▽

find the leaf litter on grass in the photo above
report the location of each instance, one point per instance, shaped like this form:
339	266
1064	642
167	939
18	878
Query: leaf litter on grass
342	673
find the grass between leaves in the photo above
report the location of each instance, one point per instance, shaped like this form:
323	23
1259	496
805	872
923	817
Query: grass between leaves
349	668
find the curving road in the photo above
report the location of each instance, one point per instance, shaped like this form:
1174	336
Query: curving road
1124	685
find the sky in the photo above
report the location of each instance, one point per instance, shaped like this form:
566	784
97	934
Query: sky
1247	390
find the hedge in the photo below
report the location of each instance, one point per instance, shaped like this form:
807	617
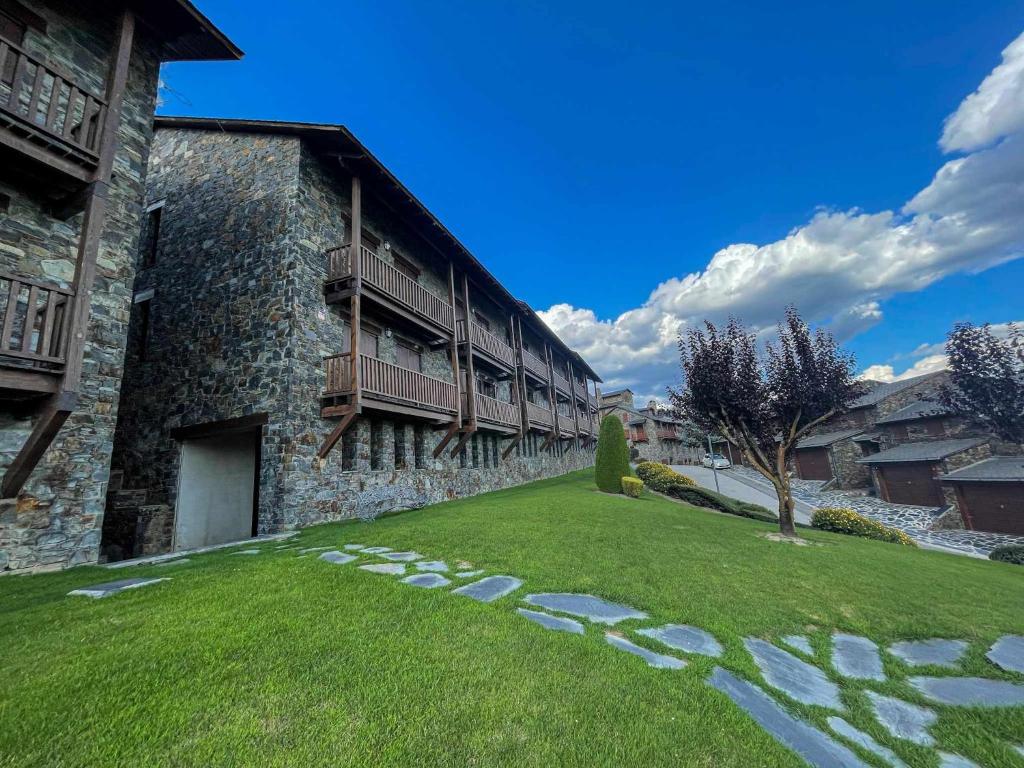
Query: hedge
632	486
841	520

△

Goal of the exercise: When the line containing "find the grass" is reached, include it and stop. Until then, output each line of the entries exactly as given, starting from the first.

Answer below:
find the leaf litter on grass in the photo above
report the location of each instance, one point per instance, shaped like this form:
339	266
1064	642
167	939
18	878
Query: leaf litter on grass
342	673
find the grass between leaves in the photo above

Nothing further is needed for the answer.